## AIM OF THE EXERCISE:
Copy out the following abstract on focal cerebral ischemia in an Alzheimer's disease mouse model word for word, in full.
[PAGE TEXT Boundary: Start]
Modeling interaction between focal cerebral ischemia and Alzheimer’s Disease Pathology in an APP/PS1 Mouse Model

Ischemic stroke is one of the leading causes of death and disability in the United States and is a known risk factor for Alzheimer’s Disease (AD) development. One of the characteristics of AD is the accumulation of β-amyloid peptide due to the proteolysis of Amyloid Precursor Protein (APP) by the protein Presenilin 1 (PS1). The study of interaction between ischemia and AD has been limited due to lack of experimental models. The current study describes a novel model utilizing a brief transient ischemia (15 min MCAO) in an AD mouse model to assess mechanistic interaction. Here we investigate the effects of increased β-amyloid peptide on motor coordination, behavioral and cellular memory, when subjected to brief focal ischemia. APP/PS1 or Wt male mice are initially subjected to either a 15-minute MCAO or Sham surgery. Injury volume using MRI is assessed at 3-days using T2 imaging and demonstrates that injury magnitude was not different between Wild-type and APP/PS1 mice. We observed that 15 min MCAO did not cause significant motor deficits in either WT or APP/PS1 mice, as measured by open field and tapered balance beam. Short-term memory was assessed 7 days after recovery from brief MCAO using the contextual fear conditioning task. APP/PS1 mice exhibited intact memory at 3 months of age and Wt mice also having intact memory 7 days after 15 min MCAO. In contrast, APP/PS1 + 15 min MCAO mice exhibited a significant reduction in freezing behavior suggesting impairment in short term memory. Consistent with our contextual fear conditioning, we observed impaired hippocampal long-term potentiation (LTP) in APP/PS1 + 15 min MCAO compared to their sham counterparts. Remarkably, we observed an additive effect of ischemia and AD, with cellular and behavior memory deficits observed in APP/PS1 mice exposed to brief ischemia that does not cause symptoms in WT mice. This study represents an important new model to be study the mechanistic link between ischemia and accelerated AD progression.
[PAGE TEXT Boundary: End]
[ENTRIES SHOWN Boundary: Start]
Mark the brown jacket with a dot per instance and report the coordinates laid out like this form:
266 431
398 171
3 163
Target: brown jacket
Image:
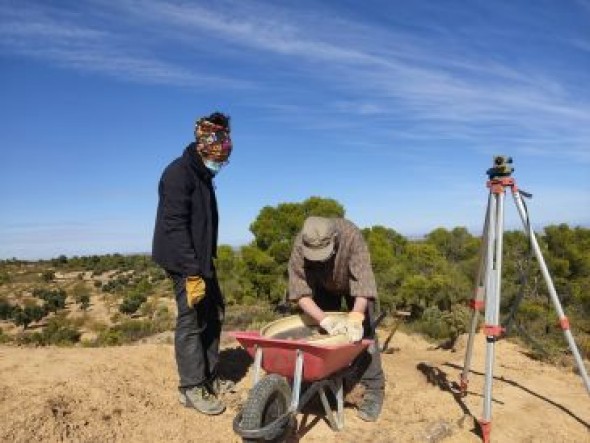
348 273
[ENTRIES SHOWN Boundary: End]
[ENTRIES SHOWN Boundary: Start]
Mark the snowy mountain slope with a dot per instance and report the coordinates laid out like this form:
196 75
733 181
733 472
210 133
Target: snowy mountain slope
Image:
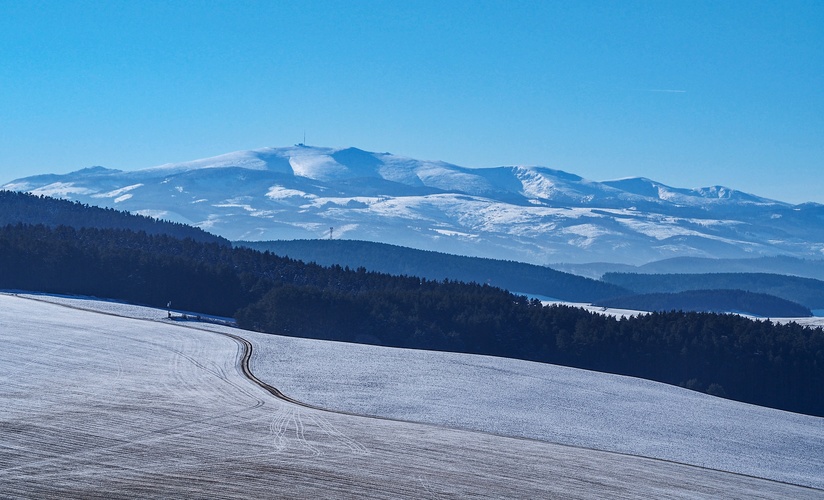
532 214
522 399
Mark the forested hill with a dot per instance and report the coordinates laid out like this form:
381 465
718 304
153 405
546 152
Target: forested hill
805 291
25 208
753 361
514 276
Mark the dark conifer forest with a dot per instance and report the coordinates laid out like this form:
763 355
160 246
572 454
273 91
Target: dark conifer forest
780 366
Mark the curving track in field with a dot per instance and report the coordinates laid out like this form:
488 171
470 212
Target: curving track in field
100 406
[ENTRIES SHOWN Boundary: End]
## WRITTEN ANSWER:
Modeling interaction between focal cerebral ischemia and Alzheimer’s Disease Pathology in an APP/PS1 Mouse Model

Ischemic stroke is one of the leading causes of death and disability in the United States and is a known risk factor for Alzheimer’s Disease (AD) development. One of the characteristics of AD is the accumulation of β-amyloid peptide due to the proteolysis of Amyloid Precursor Protein (APP) by the protein Presenilin 1 (PS1). The study of interaction between ischemia and AD has been limited due to lack of experimental models. The current study describes a novel model utilizing a brief transient ischemia (15 min MCAO) in an AD mouse model to assess mechanistic interaction. Here we investigate the effects of increased β-amyloid peptide on motor coordination, behavioral and cellular memory, when subjected to brief focal ischemia. APP/PS1 or Wt male mice are initially subjected to either a 15-minute MCAO or Sham surgery. Injury volume using MRI is assessed at 3-days using T2 imaging and demonstrates that injury magnitude was not different between Wild-type and APP/PS1 mice. We observed that 15 min MCAO did not cause significant motor deficits in either WT or APP/PS1 mice, as measured by open field and tapered balance beam. Short-term memory was assessed 7 days after recovery from brief MCAO using the contextual fear conditioning task. APP/PS1 mice exhibited intact memory at 3 months of age and Wt mice also having intact memory 7 days after 15 min MCAO. In contrast, APP/PS1 + 15 min MCAO mice exhibited a significant reduction in freezing behavior suggesting impairment in short term memory. Consistent with our contextual fear conditioning, we observed impaired hippocampal long-term potentiation (LTP) in APP/PS1 + 15 min MCAO compared to their sham counterparts. Remarkably, we observed an additive effect of ischemia and AD, with cellular and behavior memory deficits observed in APP/PS1 mice exposed to brief ischemia that does not cause symptoms in WT mice. This study represents an important new model to be study the mechanistic link between ischemia and accelerated AD progression.